◆ Short exercise:
Set out every line of the records below as a numbered list, skipping any blank lines. Leave the pictures out of your answer.

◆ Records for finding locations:

########

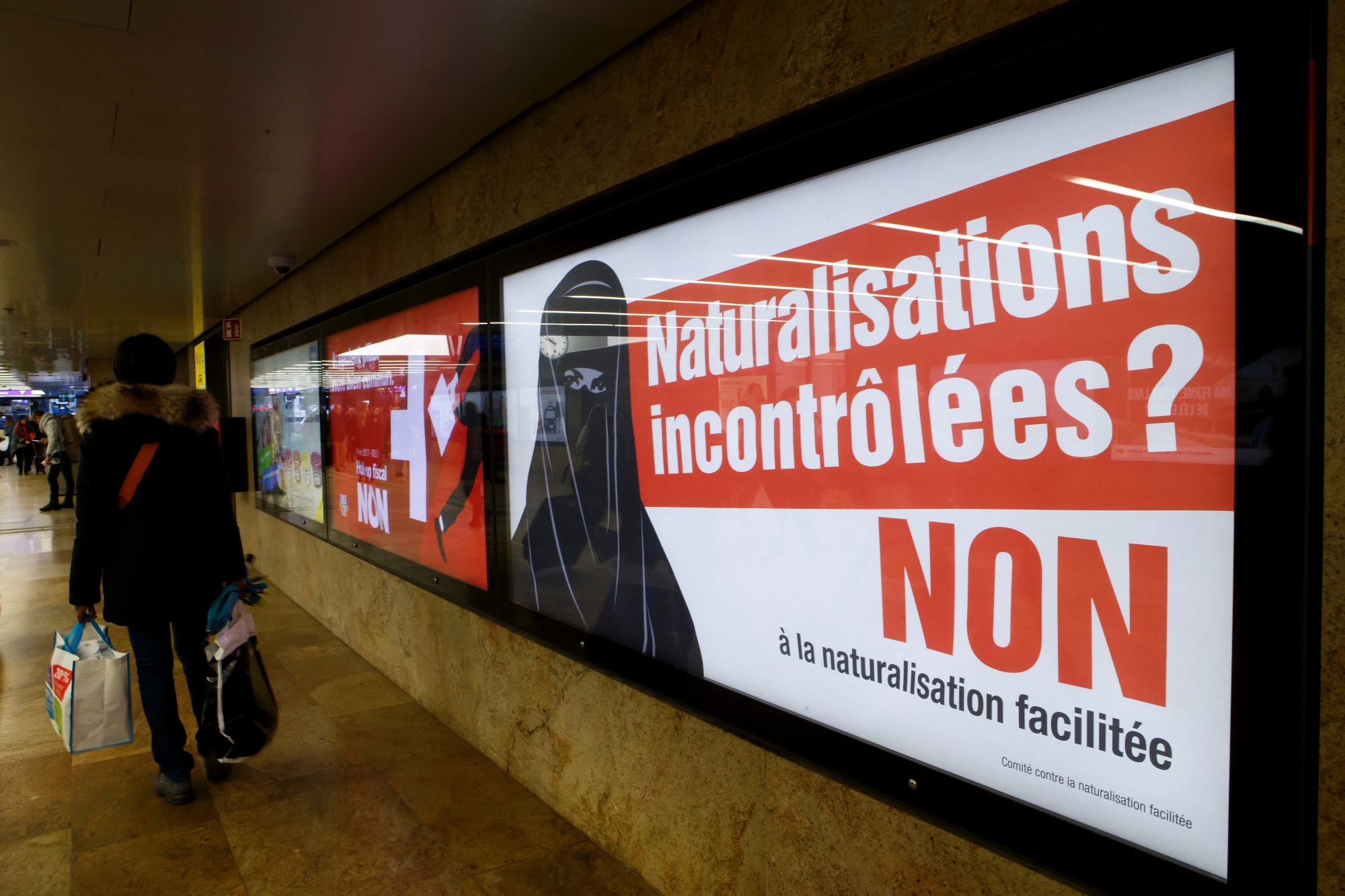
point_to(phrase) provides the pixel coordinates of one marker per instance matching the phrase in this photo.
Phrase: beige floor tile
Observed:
(313, 654)
(24, 661)
(361, 791)
(486, 817)
(34, 797)
(26, 728)
(116, 801)
(582, 868)
(192, 858)
(276, 612)
(38, 865)
(358, 693)
(344, 831)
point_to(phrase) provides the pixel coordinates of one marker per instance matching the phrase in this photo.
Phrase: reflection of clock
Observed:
(555, 346)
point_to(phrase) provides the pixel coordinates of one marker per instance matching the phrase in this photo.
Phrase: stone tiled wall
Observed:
(691, 807)
(1331, 833)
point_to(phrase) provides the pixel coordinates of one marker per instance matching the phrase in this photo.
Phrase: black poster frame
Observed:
(1280, 149)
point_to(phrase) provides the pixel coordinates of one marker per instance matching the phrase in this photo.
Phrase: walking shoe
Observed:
(216, 770)
(177, 792)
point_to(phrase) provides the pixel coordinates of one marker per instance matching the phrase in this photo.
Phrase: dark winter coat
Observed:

########

◆ Written response:
1. point_to(phrase) provides the pixel coordinates of one marker per instance matching the phrase in this photo.
2. Phrase: beige floor tile
3. Observed:
4. (313, 654)
5. (24, 661)
6. (361, 791)
7. (486, 817)
8. (34, 797)
9. (26, 728)
10. (116, 801)
11. (582, 868)
12. (192, 858)
13. (276, 612)
14. (38, 865)
15. (358, 693)
16. (344, 831)
17. point_to(phrase) provides the pixel coordinates of one marker per instance matching the phrase in this photo.
18. Phrase: reflection of clock
19. Observed:
20. (555, 346)
21. point_to(phrase) provides the pixel coordinates of one marker per instance matching the phrase in this photo.
22. Phrase: stone tiled wall
23. Observed:
24. (691, 807)
25. (1331, 833)
26. point_to(phrase) provides the pixel coordinates of one marker per instance matching the phrase in this photo.
27. Phrase: black poster frame
28. Observed:
29. (1280, 149)
30. point_to(phrase) provides the pixel coordinates of one marker per instance matching the phrase in this photo.
31. Phrase: walking shoe
32. Observed:
33. (216, 770)
34. (177, 792)
35. point_to(phrase) provides the pixel coordinates of one marker per instance matching the phrase in this photo.
36. Phrase: dark winter coat
37. Observed:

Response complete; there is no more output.